■ Data rows
□ □ □ □ □

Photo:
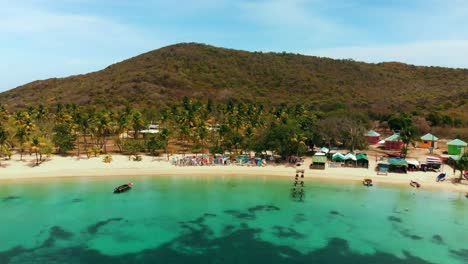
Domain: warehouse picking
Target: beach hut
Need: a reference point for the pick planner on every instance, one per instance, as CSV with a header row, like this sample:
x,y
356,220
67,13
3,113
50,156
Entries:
x,y
382,168
393,142
338,157
350,160
362,160
324,150
428,141
456,147
432,163
397,165
413,165
372,137
318,161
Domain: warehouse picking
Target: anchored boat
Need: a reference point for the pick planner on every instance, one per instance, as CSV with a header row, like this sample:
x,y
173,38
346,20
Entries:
x,y
123,188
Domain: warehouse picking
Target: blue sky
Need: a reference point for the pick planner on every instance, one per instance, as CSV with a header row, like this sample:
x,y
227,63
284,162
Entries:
x,y
40,39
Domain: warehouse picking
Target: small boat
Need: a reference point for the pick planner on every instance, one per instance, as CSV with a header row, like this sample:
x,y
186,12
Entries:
x,y
367,182
441,177
123,188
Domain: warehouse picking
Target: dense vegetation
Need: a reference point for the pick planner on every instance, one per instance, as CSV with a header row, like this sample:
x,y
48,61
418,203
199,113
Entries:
x,y
190,126
163,77
209,99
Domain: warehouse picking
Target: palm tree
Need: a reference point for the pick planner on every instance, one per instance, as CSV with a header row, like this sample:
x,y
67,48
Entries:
x,y
462,164
22,136
35,146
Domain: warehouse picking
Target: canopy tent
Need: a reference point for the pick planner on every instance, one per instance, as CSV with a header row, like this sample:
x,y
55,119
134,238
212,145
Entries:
x,y
428,141
361,156
350,156
456,147
372,133
372,137
382,168
393,142
412,164
324,150
398,162
430,159
318,161
398,165
338,157
429,137
362,160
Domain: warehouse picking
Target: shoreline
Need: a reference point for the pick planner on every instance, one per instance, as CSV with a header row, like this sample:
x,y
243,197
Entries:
x,y
71,167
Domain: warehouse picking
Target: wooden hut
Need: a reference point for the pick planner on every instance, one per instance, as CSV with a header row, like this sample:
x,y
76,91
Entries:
x,y
393,142
372,137
428,141
398,165
456,147
318,161
362,160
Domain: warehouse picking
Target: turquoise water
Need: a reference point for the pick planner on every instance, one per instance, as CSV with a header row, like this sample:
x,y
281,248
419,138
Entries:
x,y
227,220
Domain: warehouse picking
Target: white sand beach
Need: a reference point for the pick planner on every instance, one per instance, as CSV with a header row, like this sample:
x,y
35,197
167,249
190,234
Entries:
x,y
58,166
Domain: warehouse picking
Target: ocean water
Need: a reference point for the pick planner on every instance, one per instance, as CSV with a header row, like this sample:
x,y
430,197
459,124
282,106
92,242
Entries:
x,y
192,219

□ □ □ □ □

■ Your instructions
Count how many lines in the data above contain the string "water", treating uppercase and lowercase as different, and reply with only that number.

■ Answer for this exercise
2